# AIM
Reproduce the records below verbatim, from the start of the records through the line containing "column 79, row 73", both ends included. Omit the pictures.

# EXERCISE MATERIALS

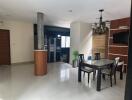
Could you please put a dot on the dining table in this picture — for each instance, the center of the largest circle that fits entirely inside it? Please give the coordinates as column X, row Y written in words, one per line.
column 98, row 65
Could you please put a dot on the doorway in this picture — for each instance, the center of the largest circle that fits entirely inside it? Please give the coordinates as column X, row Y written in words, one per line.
column 5, row 47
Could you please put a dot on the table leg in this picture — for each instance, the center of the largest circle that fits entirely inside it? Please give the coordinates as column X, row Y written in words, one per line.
column 99, row 80
column 79, row 73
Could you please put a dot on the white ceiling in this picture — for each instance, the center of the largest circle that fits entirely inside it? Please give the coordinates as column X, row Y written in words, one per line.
column 56, row 11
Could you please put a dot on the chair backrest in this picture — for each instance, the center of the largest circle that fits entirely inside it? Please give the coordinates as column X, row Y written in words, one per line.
column 114, row 66
column 97, row 56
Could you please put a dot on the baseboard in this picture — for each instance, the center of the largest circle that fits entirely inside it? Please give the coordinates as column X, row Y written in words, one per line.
column 26, row 62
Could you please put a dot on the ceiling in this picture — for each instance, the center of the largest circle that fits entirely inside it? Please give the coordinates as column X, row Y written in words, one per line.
column 58, row 12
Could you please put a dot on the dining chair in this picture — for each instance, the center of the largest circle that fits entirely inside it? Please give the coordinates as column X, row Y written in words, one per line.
column 84, row 68
column 111, row 71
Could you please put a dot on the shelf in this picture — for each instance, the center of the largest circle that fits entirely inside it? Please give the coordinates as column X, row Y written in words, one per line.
column 119, row 29
column 117, row 54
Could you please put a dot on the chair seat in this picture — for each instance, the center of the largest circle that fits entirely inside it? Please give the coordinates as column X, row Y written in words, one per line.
column 86, row 69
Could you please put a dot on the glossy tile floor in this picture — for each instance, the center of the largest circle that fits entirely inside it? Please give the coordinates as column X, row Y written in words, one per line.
column 17, row 82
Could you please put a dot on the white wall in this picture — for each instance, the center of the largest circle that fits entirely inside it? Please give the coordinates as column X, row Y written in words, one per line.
column 21, row 40
column 81, row 38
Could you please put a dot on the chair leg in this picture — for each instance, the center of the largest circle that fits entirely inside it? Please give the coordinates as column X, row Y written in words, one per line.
column 111, row 80
column 88, row 77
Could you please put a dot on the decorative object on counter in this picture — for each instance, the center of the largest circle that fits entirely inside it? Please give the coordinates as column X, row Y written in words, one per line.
column 75, row 58
column 101, row 27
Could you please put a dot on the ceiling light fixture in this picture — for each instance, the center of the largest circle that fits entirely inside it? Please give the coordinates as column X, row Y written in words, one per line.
column 100, row 28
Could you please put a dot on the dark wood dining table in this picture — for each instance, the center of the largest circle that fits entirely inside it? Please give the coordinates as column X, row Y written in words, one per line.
column 98, row 65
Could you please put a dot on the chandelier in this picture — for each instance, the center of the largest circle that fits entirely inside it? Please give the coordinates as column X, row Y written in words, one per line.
column 100, row 28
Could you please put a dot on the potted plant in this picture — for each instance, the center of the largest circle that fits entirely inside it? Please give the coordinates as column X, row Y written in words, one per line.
column 75, row 58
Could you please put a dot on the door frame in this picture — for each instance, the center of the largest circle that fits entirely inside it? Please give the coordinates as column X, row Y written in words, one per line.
column 8, row 45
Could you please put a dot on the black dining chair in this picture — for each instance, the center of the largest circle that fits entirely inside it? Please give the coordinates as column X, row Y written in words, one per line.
column 84, row 68
column 111, row 71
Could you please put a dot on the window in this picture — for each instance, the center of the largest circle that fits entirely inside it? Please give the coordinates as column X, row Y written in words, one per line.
column 65, row 41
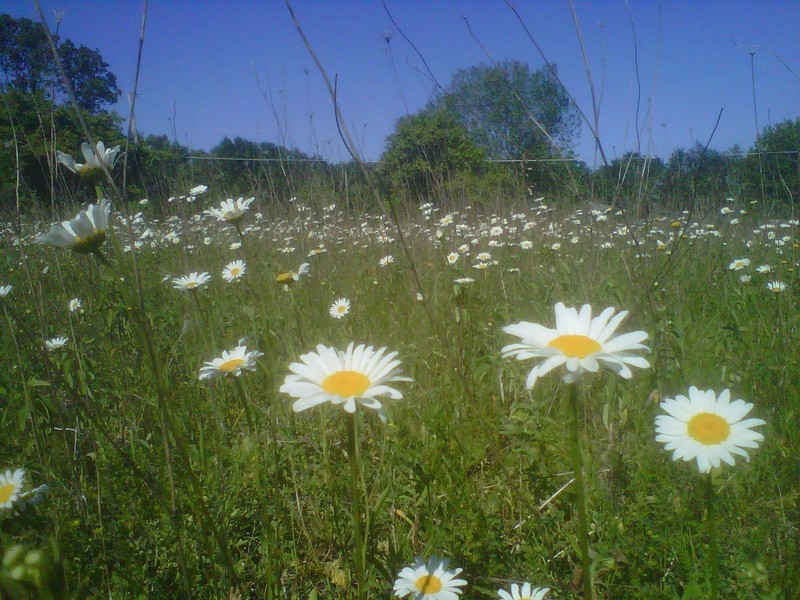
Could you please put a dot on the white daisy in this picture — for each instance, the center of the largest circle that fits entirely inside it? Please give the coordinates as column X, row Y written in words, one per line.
column 234, row 271
column 339, row 308
column 429, row 580
column 707, row 428
column 56, row 343
column 232, row 362
column 356, row 376
column 10, row 487
column 739, row 264
column 230, row 210
column 92, row 166
column 83, row 234
column 776, row 286
column 523, row 592
column 579, row 342
column 192, row 281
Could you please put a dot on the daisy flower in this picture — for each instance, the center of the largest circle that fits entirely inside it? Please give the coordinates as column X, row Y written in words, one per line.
column 230, row 210
column 292, row 276
column 579, row 342
column 339, row 308
column 355, row 376
column 91, row 168
column 776, row 286
column 83, row 234
column 231, row 362
column 707, row 428
column 429, row 580
column 739, row 264
column 192, row 281
column 234, row 271
column 10, row 487
column 56, row 343
column 523, row 592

# ANSWER TO THE EXERCISE
Could you please put a dot on the dining table in this picture — for each instance, the center of the largest circle that fits entirely inside it? Please give the coordinates as column X, row Y written in words, one per line.
column 98, row 65
Could you please put a dot on the doorway in this picture — for each instance, the center of the largest circle that fits entirely inside it? Please give the coordinates as column X, row Y written in words, one per line.
column 5, row 47
Could you please put a dot on the table leg in this picture — for each instance, the center of the largest circle that fits entirely inside it? Please give the coordinates as column X, row Y written in words, one per line.
column 99, row 80
column 79, row 73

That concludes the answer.